▶ [Records for this exercise]
= = = = =

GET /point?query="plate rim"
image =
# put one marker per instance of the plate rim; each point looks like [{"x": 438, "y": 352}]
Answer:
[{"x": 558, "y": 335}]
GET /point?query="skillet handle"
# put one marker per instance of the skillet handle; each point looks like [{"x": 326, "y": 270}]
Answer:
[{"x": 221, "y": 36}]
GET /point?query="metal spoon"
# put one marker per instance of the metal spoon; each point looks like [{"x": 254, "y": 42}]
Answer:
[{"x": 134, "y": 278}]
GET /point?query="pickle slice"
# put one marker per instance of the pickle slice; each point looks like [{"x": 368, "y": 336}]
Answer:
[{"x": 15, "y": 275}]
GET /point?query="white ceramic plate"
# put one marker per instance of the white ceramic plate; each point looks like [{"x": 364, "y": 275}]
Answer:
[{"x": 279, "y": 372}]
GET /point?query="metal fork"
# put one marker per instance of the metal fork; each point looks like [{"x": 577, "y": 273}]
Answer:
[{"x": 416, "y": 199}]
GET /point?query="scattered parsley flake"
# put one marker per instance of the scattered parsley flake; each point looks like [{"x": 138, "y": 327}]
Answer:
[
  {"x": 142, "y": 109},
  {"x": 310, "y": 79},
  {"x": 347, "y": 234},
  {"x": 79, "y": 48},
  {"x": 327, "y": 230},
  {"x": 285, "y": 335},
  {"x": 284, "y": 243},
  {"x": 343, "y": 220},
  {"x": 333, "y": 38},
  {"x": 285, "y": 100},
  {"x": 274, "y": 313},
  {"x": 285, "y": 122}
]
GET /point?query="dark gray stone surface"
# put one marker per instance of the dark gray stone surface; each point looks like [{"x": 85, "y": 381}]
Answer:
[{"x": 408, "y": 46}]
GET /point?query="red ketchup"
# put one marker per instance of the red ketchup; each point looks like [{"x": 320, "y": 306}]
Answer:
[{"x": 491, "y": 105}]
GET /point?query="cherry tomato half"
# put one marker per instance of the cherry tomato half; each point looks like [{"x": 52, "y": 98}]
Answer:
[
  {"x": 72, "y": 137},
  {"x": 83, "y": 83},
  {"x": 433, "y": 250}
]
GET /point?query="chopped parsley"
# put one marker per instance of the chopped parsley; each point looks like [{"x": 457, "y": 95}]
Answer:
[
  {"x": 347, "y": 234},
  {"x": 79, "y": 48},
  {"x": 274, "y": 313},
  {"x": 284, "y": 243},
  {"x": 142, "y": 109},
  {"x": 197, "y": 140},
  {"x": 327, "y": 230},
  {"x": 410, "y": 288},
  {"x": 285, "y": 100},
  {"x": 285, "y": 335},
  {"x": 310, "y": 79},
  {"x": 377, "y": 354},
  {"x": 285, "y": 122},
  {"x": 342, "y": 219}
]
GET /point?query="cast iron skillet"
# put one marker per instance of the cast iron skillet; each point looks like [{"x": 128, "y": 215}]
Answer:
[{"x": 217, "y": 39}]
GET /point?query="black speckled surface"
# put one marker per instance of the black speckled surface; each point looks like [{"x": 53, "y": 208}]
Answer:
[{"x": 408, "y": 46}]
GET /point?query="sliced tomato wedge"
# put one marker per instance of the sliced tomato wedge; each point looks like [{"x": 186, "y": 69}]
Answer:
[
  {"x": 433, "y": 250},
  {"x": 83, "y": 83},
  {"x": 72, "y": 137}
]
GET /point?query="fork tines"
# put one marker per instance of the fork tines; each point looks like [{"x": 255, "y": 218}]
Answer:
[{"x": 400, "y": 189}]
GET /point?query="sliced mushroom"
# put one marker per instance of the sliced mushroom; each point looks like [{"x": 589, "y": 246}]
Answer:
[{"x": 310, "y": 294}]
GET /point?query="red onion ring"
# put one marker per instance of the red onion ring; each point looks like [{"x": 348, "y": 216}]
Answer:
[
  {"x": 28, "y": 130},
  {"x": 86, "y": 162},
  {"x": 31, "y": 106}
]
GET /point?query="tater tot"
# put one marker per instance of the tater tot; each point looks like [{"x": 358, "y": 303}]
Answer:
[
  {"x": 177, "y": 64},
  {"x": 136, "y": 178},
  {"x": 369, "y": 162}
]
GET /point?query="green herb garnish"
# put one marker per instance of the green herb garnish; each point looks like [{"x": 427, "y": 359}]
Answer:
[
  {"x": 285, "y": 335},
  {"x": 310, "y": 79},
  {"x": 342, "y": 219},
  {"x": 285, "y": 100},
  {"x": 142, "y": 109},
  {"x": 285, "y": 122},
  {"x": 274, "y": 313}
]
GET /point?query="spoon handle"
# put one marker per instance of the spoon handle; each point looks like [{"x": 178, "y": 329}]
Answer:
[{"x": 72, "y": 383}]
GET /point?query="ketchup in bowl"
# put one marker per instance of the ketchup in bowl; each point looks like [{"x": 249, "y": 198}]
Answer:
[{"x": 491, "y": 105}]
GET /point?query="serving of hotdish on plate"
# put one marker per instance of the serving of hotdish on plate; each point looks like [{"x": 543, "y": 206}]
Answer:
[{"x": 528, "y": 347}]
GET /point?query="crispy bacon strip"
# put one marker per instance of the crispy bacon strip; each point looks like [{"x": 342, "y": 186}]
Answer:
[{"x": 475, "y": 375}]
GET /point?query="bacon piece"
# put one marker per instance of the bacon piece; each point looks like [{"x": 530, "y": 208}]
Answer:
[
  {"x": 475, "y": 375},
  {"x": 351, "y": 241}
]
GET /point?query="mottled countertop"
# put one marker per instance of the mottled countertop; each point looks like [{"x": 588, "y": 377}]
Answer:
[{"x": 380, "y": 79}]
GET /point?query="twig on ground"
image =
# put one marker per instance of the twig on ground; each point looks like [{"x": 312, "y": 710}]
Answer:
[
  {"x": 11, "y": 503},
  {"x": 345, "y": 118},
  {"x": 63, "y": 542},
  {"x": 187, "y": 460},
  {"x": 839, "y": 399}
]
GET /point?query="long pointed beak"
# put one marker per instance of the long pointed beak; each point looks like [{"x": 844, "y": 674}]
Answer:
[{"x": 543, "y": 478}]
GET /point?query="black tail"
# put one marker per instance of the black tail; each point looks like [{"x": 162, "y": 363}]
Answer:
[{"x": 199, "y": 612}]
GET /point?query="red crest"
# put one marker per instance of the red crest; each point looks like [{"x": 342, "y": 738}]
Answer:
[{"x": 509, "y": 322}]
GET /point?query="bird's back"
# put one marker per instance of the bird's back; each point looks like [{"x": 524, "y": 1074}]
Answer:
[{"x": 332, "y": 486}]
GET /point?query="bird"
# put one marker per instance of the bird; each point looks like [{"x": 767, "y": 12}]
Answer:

= = = = =

▶ [Directive]
Write the material out exactly, with nothing left out.

▶ [Reply to the exercise]
GET /point?query="plate rim"
image =
# put one marker per instance of the plate rim; each point looks like [{"x": 438, "y": 352}]
Answer:
[{"x": 558, "y": 335}]
GET /point?query="skillet handle"
# put one marker per instance of the skillet handle; each point looks like [{"x": 326, "y": 270}]
Answer:
[{"x": 221, "y": 36}]
GET /point?query="metal spoon"
# put one marker per instance of the metal spoon; each point looks like [{"x": 254, "y": 42}]
Answer:
[{"x": 134, "y": 278}]
GET /point?query="pickle slice"
# put one marker per instance of the pickle slice; each point looks like [{"x": 368, "y": 336}]
Answer:
[{"x": 15, "y": 275}]
GET /point?query="white ceramic plate"
# put one marker per instance of the white ceramic plate; each point looks like [{"x": 364, "y": 275}]
Answer:
[{"x": 279, "y": 372}]
GET /point?query="metal fork"
# put one marker per instance of the metal fork; each point looks like [{"x": 577, "y": 273}]
Answer:
[{"x": 416, "y": 199}]
GET /point?query="scattered parsley flake"
# put one marker per instance of the scattered parsley flake; each point looks like [{"x": 138, "y": 327}]
Answer:
[
  {"x": 142, "y": 109},
  {"x": 310, "y": 79},
  {"x": 347, "y": 234},
  {"x": 79, "y": 48},
  {"x": 327, "y": 230},
  {"x": 285, "y": 335},
  {"x": 284, "y": 243},
  {"x": 343, "y": 220},
  {"x": 333, "y": 38},
  {"x": 285, "y": 100},
  {"x": 274, "y": 313},
  {"x": 285, "y": 122}
]
GET /point?query="dark gray stone surface"
# put one marker per instance of the dark gray stone surface; each point looks like [{"x": 85, "y": 381}]
Answer:
[{"x": 408, "y": 46}]
GET /point?query="red ketchup"
# put one marker per instance of the red ketchup; each point looks like [{"x": 320, "y": 306}]
Answer:
[{"x": 491, "y": 105}]
GET /point?query="cherry tomato half"
# put one marker per instance of the cherry tomato half; each point looks like [{"x": 52, "y": 98}]
Answer:
[
  {"x": 72, "y": 137},
  {"x": 83, "y": 83},
  {"x": 433, "y": 250}
]
GET /point?query="chopped parsley"
# put one marker per instance of the chopped parsley; each point looks like [{"x": 457, "y": 95}]
Answer:
[
  {"x": 347, "y": 234},
  {"x": 79, "y": 48},
  {"x": 274, "y": 313},
  {"x": 284, "y": 243},
  {"x": 142, "y": 109},
  {"x": 197, "y": 140},
  {"x": 327, "y": 230},
  {"x": 410, "y": 288},
  {"x": 285, "y": 100},
  {"x": 285, "y": 335},
  {"x": 310, "y": 79},
  {"x": 377, "y": 354},
  {"x": 285, "y": 122},
  {"x": 342, "y": 219}
]
GET /point?query="cast iron skillet"
# put one marker per instance of the cast iron skillet; each point looks like [{"x": 128, "y": 215}]
Answer:
[{"x": 217, "y": 39}]
GET /point?query="black speckled surface"
# put one marker per instance of the black speckled surface; each point looks like [{"x": 53, "y": 208}]
Answer:
[{"x": 408, "y": 46}]
GET /point?query="sliced tomato wedge"
# put one marker per instance of the sliced tomato wedge; each point looks like [{"x": 186, "y": 69}]
Answer:
[
  {"x": 433, "y": 250},
  {"x": 83, "y": 83},
  {"x": 72, "y": 137}
]
GET /point?query="fork tines"
# put one marker per instance of the fork tines; each point looks like [{"x": 255, "y": 218}]
Answer:
[{"x": 400, "y": 189}]
GET /point?query="sliced mushroom"
# put one marker per instance of the sliced mushroom; each point looks like [{"x": 589, "y": 246}]
Answer:
[{"x": 310, "y": 294}]
GET /point?query="red onion ring"
# put one marker per instance of the red onion ring; each point looks like [{"x": 348, "y": 216}]
Answer:
[
  {"x": 28, "y": 130},
  {"x": 86, "y": 162},
  {"x": 31, "y": 106}
]
GET /point?query="tater tot"
# put one marker per instance of the tater tot; each point looks like [{"x": 358, "y": 303}]
Answer:
[
  {"x": 177, "y": 64},
  {"x": 136, "y": 178},
  {"x": 369, "y": 162}
]
GET /point?query="green herb garnish"
# put one marker per instance of the green herb garnish; each point looks like [{"x": 427, "y": 359}]
Answer:
[
  {"x": 285, "y": 335},
  {"x": 310, "y": 79},
  {"x": 342, "y": 219},
  {"x": 285, "y": 100},
  {"x": 142, "y": 109},
  {"x": 285, "y": 122},
  {"x": 274, "y": 313}
]
GET /point?query="spoon handle"
# put one marker per instance of the spoon handle; each point looks like [{"x": 178, "y": 329}]
Answer:
[{"x": 72, "y": 383}]
GET /point?query="ketchup in bowl"
# put one marker per instance of the ketchup in bowl; each point looks like [{"x": 249, "y": 198}]
Answer:
[{"x": 491, "y": 105}]
GET /point?query="serving of hotdish on plate"
# put one marker per instance of the serving of hotdish on plate; each point looks like [{"x": 543, "y": 206}]
Answer:
[{"x": 528, "y": 347}]
GET /point?query="crispy bacon strip"
# put one marker per instance of the crispy bacon strip; each point looks like [{"x": 342, "y": 186}]
Answer:
[{"x": 475, "y": 375}]
GET /point?query="bacon piece"
# put one marker per instance of the bacon piece; each point looks like [{"x": 530, "y": 208}]
Answer:
[
  {"x": 475, "y": 375},
  {"x": 351, "y": 241}
]
GET /point?query="mottled countertop"
# put one marker per instance of the mottled countertop; each point looks like [{"x": 588, "y": 377}]
Answer:
[{"x": 380, "y": 79}]
GET /point?query="twig on ground"
image =
# put one marker per instance of the twig on ground; each point looks like [{"x": 312, "y": 710}]
Answer:
[
  {"x": 11, "y": 503},
  {"x": 345, "y": 118},
  {"x": 63, "y": 542},
  {"x": 187, "y": 460},
  {"x": 839, "y": 399}
]
GET /point?query="long pointed beak"
# put one marker per instance of the long pointed beak; each point looks like [{"x": 844, "y": 674}]
Answer:
[{"x": 543, "y": 478}]
GET /point?query="black tail"
# put one marker per instance of the black tail; each point looks like [{"x": 162, "y": 363}]
Answer:
[{"x": 199, "y": 612}]
GET /point?query="red crest"
# put one marker per instance of the red crest; each point looks like [{"x": 342, "y": 738}]
Answer:
[{"x": 509, "y": 322}]
GET /point?query="bird's back"
# put one marker per instance of the bird's back; each point looks like [{"x": 524, "y": 1074}]
Answer:
[{"x": 332, "y": 486}]
GET /point?query="bird"
# put one marker per instance of the bird; each point looks like [{"x": 767, "y": 12}]
Answer:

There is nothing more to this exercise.